** What to do **
(a) In the X-37B photo captions, when did the Atlas 5 rocket carrying the Orbital Test Vehicle launch?
(b) Quote the X-37B photo captions from "With the first" up to and including "spring of 2011.".
(c) Render this sentence from the X-37B photo captions in Spanish: "With the first X-37B spacecraft back on Earth, the Air Force is now looking ahead to the next launch."
-- START Document passage --
Photos: X-37B Space Plane - The Orbital Test Vehicle

Secretive X-37B Space Plane Takes Flight

Pat Corkery/United Launch Alliance.

A United Launch Alliance Atlas 5 rocket with the Air Force’s Orbital Test Vehicle (OTV) launches from its Space Launch Complex-41 launch pad at 7:52 p.m. EDT on April 22, 2010.

Air Force's X-37B Space Plane: An Orbital Spy


A belly view of the U.S. Air Force's X-37B Orbital Test Vehicle as it sits inside its payload fairing during encapsulation at the Astrotech facility in Titusville, Fla., before its planned April 2010 launch.

X-37B: Let's Work


This NASA Marshall Space Flight Center image shows on-orbit functions for the reusable X-37B space plane, now under the wing of the U.S. Air Force.

Secret X-37B Space Plane Spotted

Master satellite spotter, Greg Roberts of Cape Town, South Africa, is one of several amateur astronomers and skywatchers who tracked the first X-37B space plane from Earth in 2010.

X-37B Space Plane? There's an App for That

A screen shot from the Simple Satellite Tracker app for iPhones and Android phones that allows skywatchers to track the secretive U.S. Air Force space plane and the International Space Station.

It's An Orange-y Sky


Early artist concept of the X-37 advanced technology flight demonstrator re-entering Earth’s atmosphere. The X-37 was billed by NASA as a testbed for dozens of advanced structural, propulsion and operational technologies that could dramatically lower the

Job Well Done

USAF/Vandenberg Air Force Base

With the first X-37B spacecraft back on Earth, the Air Force is now looking ahead to the next launch. The Air Force has ordered the construction of a second X-37B — the Orbital Test Vehicle 2 — for a mission to launch in the spring of 2011.
-- END Document passage --
-- START Information shown --
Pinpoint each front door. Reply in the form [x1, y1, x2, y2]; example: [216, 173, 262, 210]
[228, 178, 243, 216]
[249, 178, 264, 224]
-- END Information shown --
** Solutions to the problems **
(a) 7:52 p.m. EDT on April 22, 2010.

(b)
With the first X-37B spacecraft back on Earth, the Air Force is now looking ahead to the next launch. The Air Force has ordered the construction of a second X-37B — the Orbital Test Vehicle 2 — for a mission to launch in the spring of 2011.

(c) Con la primera nave espacial X-37B de regreso en la Tierra, la Fuerza Aérea ya mira hacia el próximo lanzamiento.